##### Text excerpt

East Africa - An Overview
In
recent years a vast body of knowledge
about Africa has emerged. There are
a great many languages, cultures,
and histories on the African continent,
and people who wish to penetrate this
large body of learning and information
- and gain a cohesive sense of African
peoples, their arts, and their histories
- are faced with a bewildering task.
This Living Encyclopedia of East Africa
is intended to provide information
on the countries that primarily make
up Swahili-speaking region of East
Africa in a concise form. These countries
are Kenya,
Tanzania,
Uganda, Rwanda,
and Burundi.
The Swahili-speaking area also extends
into southern Somalia,
eastern Democratic
Republic of Congo, and parts of
northern Mozambique
and the Comoros
Islands. We have chosen the East
Africa region for a number of reasons:
1. Geographically, the region is well
known for its magnificent physical
features. The two highest mountains
in Africa are located here: Mount
Kilimanjaro and Mount
Kenya. The River
Nile, the longest river in Africa
has its source from Africa's biggest
lake, Lake
Nyanza also known as Lake Victoria.

##########

◆ Task requirements ◆
(1) Answer these questions using the East Africa overview.
(a) Which two mountains are named as the highest in Africa?
(b) What other name is given for Lake Nyanza?
(c) Which river is called the longest in Africa?
(2) List the countries that the East Africa overview says primarily make up the Swahili-speaking region of East Africa.
(3) Decide whether each statement agrees with the East Africa overview. Answer yes or no, and quote the words from the overview that settle it.
(a) The Swahili-speaking area reaches into part of northern Mozambique.
(b) The Nile has its source in Africa's smallest lake.
(c) The encyclopedia means to give its information in a long, detailed form.
The data after this point is separate material, unrelated to the East Africa overview.

##### Supplied data

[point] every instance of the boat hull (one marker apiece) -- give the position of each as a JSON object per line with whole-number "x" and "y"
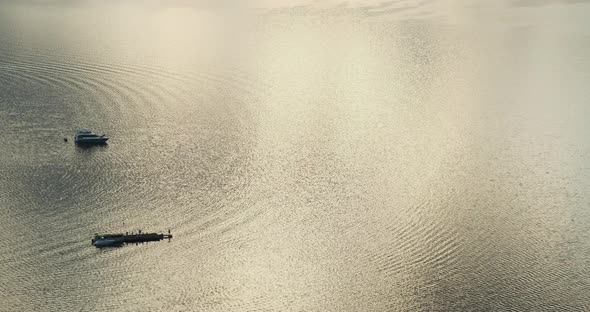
{"x": 97, "y": 141}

##########

◆ Completed exercise ◆
(1)
(a) Mount Kilimanjaro and Mount Kenya
(b) Lake Victoria
(c) The River Nile

(2) Kenya, Tanzania, Uganda, Rwanda, Burundi

(3)
(a) Yes: "parts of northern Mozambique"
(b) No: "has its source from Africa's biggest lake"
(c) No: "in a concise form"